Try it: Return, exactly, the line that contains "Target: sticker on windshield" together with all lines after it to the end of the entries, and no further lines.

Exercise data:
------------------------

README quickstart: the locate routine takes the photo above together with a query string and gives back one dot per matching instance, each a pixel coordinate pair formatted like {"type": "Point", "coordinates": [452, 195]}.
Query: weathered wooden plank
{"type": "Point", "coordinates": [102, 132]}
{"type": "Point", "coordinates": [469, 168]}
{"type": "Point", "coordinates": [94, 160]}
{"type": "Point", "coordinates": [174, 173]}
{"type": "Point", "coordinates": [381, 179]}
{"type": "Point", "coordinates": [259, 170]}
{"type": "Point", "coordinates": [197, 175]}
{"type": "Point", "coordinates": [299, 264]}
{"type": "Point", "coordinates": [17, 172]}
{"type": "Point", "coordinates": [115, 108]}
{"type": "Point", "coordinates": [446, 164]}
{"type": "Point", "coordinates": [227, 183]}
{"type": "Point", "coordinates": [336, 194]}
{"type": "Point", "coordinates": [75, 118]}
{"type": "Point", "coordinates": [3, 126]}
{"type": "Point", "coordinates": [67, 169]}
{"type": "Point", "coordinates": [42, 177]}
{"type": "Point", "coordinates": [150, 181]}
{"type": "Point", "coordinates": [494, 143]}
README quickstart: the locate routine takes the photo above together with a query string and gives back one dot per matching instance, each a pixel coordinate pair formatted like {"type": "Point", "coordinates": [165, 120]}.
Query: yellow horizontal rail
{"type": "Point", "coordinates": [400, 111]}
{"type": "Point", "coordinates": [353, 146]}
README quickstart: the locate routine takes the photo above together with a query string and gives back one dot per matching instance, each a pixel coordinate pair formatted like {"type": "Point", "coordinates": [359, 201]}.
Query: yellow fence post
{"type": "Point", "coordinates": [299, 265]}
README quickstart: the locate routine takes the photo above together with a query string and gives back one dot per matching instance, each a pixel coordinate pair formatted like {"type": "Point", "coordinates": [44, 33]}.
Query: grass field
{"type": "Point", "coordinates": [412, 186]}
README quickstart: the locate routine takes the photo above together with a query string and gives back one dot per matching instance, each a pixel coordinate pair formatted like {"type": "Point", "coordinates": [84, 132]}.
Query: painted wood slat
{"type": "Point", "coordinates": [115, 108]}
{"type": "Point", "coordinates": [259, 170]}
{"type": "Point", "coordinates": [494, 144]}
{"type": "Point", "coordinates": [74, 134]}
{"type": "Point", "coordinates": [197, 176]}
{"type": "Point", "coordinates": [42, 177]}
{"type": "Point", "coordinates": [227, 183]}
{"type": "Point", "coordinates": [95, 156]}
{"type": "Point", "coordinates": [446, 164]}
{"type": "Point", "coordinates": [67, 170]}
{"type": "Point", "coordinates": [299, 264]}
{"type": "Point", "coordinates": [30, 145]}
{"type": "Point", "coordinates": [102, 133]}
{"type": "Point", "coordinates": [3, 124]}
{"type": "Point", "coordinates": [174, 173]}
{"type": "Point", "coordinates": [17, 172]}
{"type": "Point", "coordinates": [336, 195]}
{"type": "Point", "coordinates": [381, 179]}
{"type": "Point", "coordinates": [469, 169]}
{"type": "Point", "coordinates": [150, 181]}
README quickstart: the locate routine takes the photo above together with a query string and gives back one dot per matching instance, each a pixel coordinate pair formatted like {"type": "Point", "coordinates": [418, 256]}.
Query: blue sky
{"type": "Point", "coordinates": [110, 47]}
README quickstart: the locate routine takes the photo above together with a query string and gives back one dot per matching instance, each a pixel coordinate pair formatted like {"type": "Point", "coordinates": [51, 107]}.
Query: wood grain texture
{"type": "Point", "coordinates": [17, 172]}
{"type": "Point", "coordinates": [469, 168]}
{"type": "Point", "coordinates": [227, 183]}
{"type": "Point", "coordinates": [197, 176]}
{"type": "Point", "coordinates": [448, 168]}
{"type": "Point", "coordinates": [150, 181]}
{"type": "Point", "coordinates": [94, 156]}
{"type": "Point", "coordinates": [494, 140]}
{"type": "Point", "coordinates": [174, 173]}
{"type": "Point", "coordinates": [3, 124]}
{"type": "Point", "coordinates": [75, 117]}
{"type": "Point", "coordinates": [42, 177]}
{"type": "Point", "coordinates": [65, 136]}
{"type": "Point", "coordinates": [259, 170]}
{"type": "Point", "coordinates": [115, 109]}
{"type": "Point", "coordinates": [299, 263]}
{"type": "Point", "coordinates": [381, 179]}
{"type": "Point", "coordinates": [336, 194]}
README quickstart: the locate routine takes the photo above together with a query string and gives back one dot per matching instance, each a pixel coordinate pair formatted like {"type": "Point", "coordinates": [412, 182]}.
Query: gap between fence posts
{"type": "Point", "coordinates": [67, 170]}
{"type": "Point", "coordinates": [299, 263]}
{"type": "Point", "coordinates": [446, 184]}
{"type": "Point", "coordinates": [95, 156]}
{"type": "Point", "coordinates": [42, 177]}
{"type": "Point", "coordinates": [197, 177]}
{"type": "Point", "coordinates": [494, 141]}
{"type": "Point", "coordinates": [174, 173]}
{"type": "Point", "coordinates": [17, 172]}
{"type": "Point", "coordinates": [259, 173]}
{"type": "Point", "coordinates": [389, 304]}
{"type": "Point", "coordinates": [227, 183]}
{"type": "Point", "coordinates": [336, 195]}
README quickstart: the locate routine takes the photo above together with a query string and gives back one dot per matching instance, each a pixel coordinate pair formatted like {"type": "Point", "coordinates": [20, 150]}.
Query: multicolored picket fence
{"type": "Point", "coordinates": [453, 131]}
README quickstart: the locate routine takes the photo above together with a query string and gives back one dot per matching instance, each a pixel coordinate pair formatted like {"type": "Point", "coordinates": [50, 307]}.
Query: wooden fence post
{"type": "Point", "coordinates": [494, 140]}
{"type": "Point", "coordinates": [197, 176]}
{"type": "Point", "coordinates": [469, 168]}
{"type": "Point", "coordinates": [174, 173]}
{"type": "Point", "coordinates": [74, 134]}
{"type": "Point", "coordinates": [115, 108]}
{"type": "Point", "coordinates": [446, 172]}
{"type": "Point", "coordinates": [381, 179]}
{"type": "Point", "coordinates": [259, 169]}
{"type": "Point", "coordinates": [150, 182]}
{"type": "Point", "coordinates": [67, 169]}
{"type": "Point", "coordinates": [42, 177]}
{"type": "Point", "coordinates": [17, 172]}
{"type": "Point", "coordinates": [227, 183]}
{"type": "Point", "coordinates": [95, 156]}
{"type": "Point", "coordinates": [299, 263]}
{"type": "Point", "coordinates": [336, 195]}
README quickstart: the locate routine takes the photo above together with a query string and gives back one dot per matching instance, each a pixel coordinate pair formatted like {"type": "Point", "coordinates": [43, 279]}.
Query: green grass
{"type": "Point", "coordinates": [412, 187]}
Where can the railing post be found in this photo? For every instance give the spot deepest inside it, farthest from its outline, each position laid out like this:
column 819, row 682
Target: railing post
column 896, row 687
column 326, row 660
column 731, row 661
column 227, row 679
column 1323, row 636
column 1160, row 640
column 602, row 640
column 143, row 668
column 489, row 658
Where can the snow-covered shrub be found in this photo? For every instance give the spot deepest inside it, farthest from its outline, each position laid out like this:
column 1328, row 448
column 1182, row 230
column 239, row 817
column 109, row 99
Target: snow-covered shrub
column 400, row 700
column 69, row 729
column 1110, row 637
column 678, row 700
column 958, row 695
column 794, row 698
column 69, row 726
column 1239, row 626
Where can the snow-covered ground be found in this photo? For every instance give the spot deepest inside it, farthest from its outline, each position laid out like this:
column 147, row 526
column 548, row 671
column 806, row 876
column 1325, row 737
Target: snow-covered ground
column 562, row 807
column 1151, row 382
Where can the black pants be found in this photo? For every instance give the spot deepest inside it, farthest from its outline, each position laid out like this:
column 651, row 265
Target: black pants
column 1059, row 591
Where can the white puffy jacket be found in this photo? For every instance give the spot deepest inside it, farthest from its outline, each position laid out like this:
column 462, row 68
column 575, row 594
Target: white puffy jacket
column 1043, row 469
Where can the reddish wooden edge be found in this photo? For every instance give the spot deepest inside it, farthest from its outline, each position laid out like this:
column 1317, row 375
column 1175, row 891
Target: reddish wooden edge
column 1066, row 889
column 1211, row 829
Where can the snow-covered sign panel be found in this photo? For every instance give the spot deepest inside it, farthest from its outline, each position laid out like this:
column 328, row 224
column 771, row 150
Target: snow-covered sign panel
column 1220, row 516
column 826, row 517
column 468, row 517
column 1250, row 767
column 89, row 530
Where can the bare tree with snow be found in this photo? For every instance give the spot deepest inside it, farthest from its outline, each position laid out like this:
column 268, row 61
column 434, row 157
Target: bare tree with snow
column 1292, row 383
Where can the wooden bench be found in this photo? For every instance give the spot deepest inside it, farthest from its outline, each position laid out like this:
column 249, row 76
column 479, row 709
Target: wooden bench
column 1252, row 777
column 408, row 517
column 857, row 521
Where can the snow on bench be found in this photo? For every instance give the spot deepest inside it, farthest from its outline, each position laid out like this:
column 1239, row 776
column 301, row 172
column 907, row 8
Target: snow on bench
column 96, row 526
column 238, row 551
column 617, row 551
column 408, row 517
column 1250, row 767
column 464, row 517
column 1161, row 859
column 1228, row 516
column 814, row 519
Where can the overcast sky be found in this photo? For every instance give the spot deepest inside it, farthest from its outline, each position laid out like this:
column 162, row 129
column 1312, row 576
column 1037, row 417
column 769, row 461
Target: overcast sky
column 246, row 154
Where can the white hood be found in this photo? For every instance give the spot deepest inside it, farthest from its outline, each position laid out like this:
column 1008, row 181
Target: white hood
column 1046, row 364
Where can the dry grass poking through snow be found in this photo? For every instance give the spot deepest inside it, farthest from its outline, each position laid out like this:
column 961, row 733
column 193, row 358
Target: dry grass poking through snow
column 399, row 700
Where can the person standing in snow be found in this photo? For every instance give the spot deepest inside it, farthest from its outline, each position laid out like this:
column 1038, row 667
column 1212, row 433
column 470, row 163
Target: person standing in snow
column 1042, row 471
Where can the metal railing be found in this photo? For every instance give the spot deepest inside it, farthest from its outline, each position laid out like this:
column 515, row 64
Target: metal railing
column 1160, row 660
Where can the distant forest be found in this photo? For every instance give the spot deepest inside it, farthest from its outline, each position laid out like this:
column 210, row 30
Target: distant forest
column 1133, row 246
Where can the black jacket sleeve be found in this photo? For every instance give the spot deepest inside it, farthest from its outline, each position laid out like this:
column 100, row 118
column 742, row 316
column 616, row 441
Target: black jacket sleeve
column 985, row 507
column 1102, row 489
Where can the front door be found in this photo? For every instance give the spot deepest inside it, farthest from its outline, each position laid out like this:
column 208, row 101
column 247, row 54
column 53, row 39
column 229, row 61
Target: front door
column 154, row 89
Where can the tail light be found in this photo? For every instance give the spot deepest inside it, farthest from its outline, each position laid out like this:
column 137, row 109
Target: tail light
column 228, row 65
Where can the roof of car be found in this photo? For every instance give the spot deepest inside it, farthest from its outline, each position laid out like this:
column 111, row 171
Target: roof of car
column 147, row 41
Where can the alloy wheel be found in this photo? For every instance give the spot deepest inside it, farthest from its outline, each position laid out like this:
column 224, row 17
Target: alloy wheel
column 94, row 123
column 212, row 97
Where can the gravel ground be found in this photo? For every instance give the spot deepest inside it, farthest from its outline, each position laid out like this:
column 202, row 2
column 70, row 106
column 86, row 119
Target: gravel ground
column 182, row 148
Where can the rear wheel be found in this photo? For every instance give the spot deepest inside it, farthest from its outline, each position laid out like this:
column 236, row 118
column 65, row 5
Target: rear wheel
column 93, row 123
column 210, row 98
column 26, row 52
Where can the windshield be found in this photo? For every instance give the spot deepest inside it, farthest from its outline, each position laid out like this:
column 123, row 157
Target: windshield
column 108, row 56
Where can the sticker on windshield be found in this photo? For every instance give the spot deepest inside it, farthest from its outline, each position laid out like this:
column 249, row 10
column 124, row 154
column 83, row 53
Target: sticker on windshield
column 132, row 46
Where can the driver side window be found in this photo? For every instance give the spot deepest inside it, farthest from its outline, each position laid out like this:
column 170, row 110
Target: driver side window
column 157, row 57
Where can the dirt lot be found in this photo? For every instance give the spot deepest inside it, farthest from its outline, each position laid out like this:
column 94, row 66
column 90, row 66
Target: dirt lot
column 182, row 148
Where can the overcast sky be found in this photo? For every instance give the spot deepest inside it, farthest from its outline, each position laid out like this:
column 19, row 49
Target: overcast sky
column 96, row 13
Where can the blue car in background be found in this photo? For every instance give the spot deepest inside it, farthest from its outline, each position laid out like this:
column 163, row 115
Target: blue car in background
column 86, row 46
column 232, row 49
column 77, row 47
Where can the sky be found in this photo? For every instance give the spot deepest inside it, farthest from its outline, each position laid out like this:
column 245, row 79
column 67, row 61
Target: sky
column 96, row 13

------------------------

Solution for this problem:
Target: sticker on windshield
column 132, row 46
Where can the driver side window be found in this photo? For every instance give the spot deepest inside it, farthest from its outline, each position laid out like this:
column 170, row 110
Target: driver side window
column 157, row 57
Where can the dirt lot be found in this photo? For every instance give the spot deepest inside it, farthest from its outline, each position laid out like this:
column 94, row 66
column 90, row 66
Target: dirt lot
column 182, row 148
Where can the overcast sky be found in this photo? For every instance give the spot deepest inside it, farthest from its outline, each position laid out like this:
column 19, row 49
Target: overcast sky
column 96, row 13
Where can the blue car in background be found in this photo? For every instance give the spot deepest inside it, farthest from its outline, each position laid out like this:
column 163, row 115
Target: blue car in background
column 86, row 46
column 232, row 49
column 77, row 47
Where can the sky be found in this photo? For every instance give the spot deepest inside it, farthest from its outline, each position laid out like this:
column 245, row 79
column 67, row 61
Target: sky
column 96, row 13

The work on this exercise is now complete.